TASK DETAILS
Copy out, from the entries below, each line that holds the string "dark".

THE DATA
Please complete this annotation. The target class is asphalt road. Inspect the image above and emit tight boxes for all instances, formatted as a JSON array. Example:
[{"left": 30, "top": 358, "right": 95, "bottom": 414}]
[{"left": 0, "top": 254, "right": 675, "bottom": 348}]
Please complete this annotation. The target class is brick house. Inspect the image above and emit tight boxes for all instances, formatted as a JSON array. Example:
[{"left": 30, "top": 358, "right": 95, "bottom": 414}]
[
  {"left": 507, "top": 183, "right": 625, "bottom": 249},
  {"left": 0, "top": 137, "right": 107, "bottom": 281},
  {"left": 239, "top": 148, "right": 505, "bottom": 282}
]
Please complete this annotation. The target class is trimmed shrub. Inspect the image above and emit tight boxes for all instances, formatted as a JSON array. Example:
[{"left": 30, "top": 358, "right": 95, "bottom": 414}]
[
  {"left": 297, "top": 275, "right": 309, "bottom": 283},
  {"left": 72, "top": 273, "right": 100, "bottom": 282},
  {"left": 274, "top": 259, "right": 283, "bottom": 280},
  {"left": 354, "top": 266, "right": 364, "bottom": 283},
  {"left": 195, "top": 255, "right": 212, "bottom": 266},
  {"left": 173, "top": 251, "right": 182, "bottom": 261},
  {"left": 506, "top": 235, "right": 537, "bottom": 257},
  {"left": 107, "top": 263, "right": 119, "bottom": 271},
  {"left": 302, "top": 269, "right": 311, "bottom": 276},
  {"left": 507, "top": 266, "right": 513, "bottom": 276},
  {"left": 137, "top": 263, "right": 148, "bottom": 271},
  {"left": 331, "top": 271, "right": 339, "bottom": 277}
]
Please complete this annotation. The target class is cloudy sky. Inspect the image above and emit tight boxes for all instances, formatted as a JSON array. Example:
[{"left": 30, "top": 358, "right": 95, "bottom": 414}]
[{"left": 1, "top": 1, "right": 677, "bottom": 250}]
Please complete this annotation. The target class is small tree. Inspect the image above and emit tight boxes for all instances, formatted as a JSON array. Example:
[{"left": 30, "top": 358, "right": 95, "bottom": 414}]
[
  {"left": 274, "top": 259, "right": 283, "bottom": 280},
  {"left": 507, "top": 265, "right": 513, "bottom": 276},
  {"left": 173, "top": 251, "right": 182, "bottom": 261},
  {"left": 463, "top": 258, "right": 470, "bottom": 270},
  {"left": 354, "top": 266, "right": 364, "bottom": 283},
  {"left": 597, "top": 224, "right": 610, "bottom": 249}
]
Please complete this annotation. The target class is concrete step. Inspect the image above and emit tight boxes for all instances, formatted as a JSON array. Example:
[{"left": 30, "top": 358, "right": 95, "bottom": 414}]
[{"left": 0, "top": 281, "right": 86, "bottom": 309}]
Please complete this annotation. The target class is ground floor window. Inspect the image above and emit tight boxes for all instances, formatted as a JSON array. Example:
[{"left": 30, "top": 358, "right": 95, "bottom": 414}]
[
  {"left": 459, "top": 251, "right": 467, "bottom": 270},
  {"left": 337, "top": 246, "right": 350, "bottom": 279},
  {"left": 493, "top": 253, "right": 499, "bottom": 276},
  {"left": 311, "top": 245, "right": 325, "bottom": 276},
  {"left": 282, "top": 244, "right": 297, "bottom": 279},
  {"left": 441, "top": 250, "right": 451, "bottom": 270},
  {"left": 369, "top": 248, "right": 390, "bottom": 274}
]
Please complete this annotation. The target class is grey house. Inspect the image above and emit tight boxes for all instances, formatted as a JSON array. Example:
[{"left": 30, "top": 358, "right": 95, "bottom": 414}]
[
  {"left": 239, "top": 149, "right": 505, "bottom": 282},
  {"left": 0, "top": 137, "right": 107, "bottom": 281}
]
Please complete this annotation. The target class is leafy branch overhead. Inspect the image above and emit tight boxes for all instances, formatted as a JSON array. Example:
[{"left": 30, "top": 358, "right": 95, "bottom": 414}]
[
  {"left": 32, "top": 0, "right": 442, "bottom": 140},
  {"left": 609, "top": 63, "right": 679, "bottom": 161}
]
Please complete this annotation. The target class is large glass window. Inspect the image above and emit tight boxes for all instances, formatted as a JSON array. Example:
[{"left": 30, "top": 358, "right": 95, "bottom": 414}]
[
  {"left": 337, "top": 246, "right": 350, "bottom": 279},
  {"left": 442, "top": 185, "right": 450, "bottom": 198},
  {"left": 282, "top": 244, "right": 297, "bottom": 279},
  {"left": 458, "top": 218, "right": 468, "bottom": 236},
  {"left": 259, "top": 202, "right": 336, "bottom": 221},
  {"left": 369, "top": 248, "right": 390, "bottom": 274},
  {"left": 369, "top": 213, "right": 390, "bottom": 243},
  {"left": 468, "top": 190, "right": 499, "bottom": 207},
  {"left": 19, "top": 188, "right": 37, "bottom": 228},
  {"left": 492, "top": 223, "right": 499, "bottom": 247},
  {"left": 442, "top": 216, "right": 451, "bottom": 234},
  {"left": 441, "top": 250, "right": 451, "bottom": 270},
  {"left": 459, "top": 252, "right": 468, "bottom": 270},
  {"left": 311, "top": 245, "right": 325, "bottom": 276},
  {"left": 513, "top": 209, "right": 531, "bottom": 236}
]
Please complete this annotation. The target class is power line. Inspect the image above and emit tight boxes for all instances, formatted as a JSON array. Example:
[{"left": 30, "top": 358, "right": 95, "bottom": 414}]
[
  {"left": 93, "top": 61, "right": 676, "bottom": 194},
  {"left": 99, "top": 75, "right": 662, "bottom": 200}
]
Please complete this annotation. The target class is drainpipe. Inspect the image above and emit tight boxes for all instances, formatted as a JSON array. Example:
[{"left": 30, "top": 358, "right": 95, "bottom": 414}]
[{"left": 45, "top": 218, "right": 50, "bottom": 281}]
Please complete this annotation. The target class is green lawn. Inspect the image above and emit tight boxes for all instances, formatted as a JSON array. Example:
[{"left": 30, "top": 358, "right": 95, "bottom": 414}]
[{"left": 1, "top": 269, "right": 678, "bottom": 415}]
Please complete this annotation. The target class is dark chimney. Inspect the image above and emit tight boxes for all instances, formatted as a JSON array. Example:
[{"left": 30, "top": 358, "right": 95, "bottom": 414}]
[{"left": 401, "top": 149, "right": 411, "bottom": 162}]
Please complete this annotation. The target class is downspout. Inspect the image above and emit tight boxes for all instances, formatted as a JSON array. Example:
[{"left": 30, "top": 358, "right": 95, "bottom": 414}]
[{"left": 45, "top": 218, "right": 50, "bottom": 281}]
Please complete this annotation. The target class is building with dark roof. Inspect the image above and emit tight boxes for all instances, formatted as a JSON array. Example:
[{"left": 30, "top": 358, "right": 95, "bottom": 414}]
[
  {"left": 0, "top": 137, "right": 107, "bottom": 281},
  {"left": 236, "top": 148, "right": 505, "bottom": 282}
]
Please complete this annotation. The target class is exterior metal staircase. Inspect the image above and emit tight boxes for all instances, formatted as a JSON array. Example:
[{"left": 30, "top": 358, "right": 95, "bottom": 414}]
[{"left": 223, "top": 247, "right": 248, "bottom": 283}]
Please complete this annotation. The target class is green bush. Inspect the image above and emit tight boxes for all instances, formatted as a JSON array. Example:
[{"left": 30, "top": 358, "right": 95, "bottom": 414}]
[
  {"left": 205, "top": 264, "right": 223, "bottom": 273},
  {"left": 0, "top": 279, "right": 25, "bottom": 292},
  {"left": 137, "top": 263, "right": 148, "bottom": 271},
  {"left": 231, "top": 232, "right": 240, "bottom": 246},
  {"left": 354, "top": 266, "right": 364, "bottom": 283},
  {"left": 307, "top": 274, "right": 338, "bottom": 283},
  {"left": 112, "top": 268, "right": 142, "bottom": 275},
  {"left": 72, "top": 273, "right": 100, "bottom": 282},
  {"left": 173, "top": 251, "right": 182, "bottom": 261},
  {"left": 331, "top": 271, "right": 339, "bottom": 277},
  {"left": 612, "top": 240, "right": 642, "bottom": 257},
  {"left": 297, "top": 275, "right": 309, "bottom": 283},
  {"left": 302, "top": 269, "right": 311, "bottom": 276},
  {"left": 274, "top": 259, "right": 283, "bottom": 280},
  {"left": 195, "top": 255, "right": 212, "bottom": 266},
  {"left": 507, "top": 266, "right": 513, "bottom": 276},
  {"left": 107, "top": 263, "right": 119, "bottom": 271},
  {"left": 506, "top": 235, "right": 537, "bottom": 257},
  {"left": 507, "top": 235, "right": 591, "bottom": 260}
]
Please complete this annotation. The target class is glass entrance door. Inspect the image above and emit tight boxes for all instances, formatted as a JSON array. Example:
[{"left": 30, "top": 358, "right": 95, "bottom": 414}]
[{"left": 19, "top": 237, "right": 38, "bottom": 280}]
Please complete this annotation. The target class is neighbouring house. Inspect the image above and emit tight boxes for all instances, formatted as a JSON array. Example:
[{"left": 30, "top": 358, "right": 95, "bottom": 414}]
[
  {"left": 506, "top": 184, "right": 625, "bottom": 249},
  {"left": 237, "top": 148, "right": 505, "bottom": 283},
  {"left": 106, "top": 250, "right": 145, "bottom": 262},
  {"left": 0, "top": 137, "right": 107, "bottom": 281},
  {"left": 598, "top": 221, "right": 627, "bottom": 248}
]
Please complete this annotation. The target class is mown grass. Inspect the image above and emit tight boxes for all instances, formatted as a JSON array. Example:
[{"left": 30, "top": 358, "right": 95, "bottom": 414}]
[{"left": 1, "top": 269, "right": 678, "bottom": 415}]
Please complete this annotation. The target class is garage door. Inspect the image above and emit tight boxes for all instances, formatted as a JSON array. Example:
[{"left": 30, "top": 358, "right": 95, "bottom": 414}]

ANSWER TO THIS TASK
Please complete this annotation. The target class is dark chimney. Inspect the image above and emit tight boxes for all instances, formatted as a JSON array. Example:
Please complete this annotation. The target class is building with dark roof. Inspect the image above and emit tight boxes for all instances, formatted as a JSON array. Example:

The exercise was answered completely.